▶ _Passage_:
Monday, April 30, 2018

In Hot Pursuit.

When was the last time you had a goal? Something legitimately tangible, something you could take steps toward with confidence, knowing you could reach the end result you desired?

I often have a hard time pulling these sorts of memories out of my brain but I do remember when I first started making wire-wrapped studs for my jewelry business. I had a craft fair coming up and I had a certain number of earrings I wanted to make sure were available and ready for purchase. I looked at how many days of work I had until then, how many earrings I wanted to have finished, and basically did the math. It was simple and easily attainable, so I went for it. I even exceeded my goal and felt awesome going into my sale weekend.

Pursuing finishing the race of life well feels a little bit different than pursuing these types of goals. Okay, probably a lot different. We don't have that end date positively defined (though I think most of us would have a hard time living if we really knew exactly when we would die). We don't know the details of what precisely we need to have finished by that questionable ending. And at best, we have foggy ideas about what it will be like to live forever. While none of these things are crystal clear to me after pondering, studying, and talking about it all month, I do feel better prepared to keep running this race the way God desires.

The last of my four points from the beginning of April has really stuck with me this last week or so. How am I preparing to meet Jesus in my death or His resurrection? Am I simply waiting for the moment to arrive or am I actually pursuing the life I will have in eternity?

If this life really is all about glorifying God and becoming a part of His kingdom, why are we so caught up in pursuing things in this world and only waiting idly by for Jesus' return? I said in my last post that most of us think Christ will come during our lifetime but that it is statistically unlikely. Maybe, but God isn't ruled by statistics. I think we should expect Christ's return. We should want it, we should work as if it will happen any day, and freely give like our lives truly depend on His 2nd coming.

But what does it really mean to pursue these things? How do you actually live like this? Sorry, I don't have a lot of answers. I've only been thinking about it for a week, and my mind is easily distracted. One thing I do know is that we need to begin to see where our daily lives do not line up with the desire for eternity we are called to have. Hebrews says Abraham was looking forward to the city God was building, not toward the things he could gain on earth. And this phrase in the Greek is not a passive waiting or a hopeful feeling; it is an eager expectation, an active looking. Abraham was in hot pursuit of the eternal life God had for him.

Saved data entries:

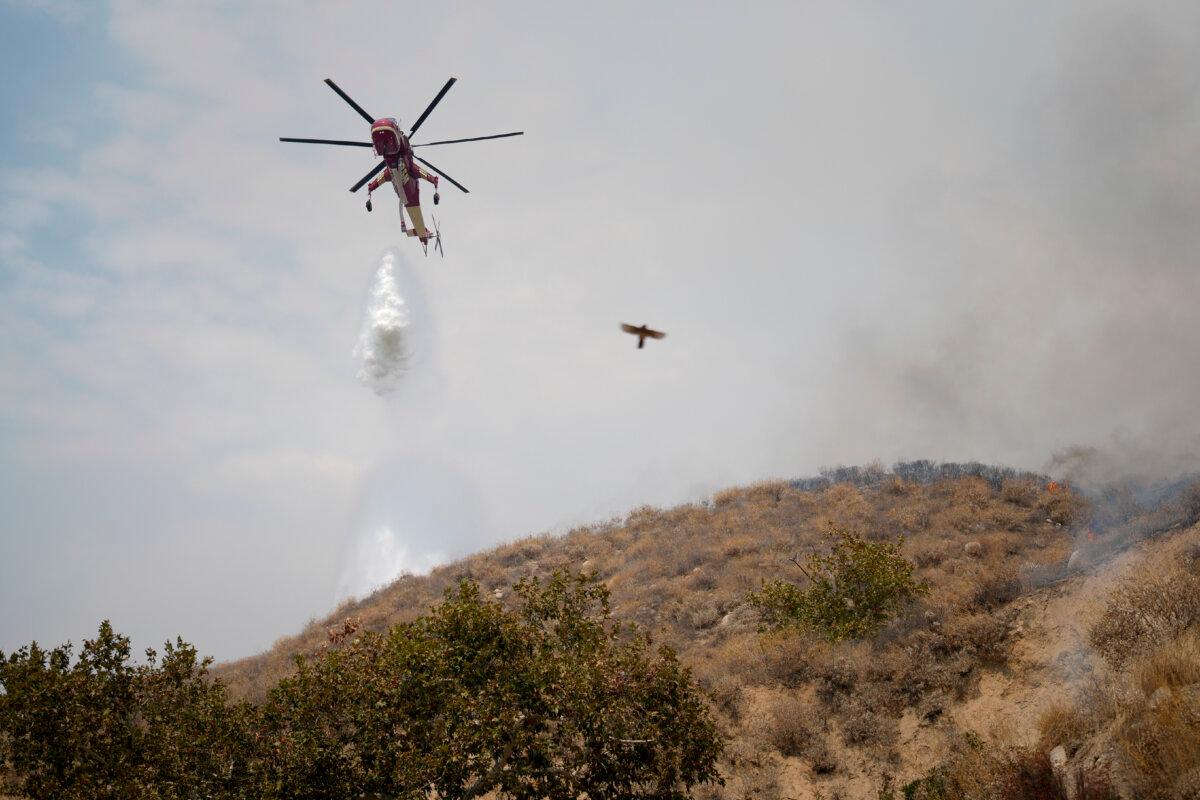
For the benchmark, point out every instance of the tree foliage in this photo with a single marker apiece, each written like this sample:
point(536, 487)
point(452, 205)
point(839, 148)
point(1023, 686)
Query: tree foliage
point(106, 728)
point(549, 699)
point(852, 591)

▶ _Do this_: Could you extract the stretch of the blog post on pursuing eternity from "Monday, April 30, 2018" through "result you desired?"?

▶ _Task result_:
Monday, April 30, 2018

In Hot Pursuit.

When was the last time you had a goal? Something legitimately tangible, something you could take steps toward with confidence, knowing you could reach the end result you desired?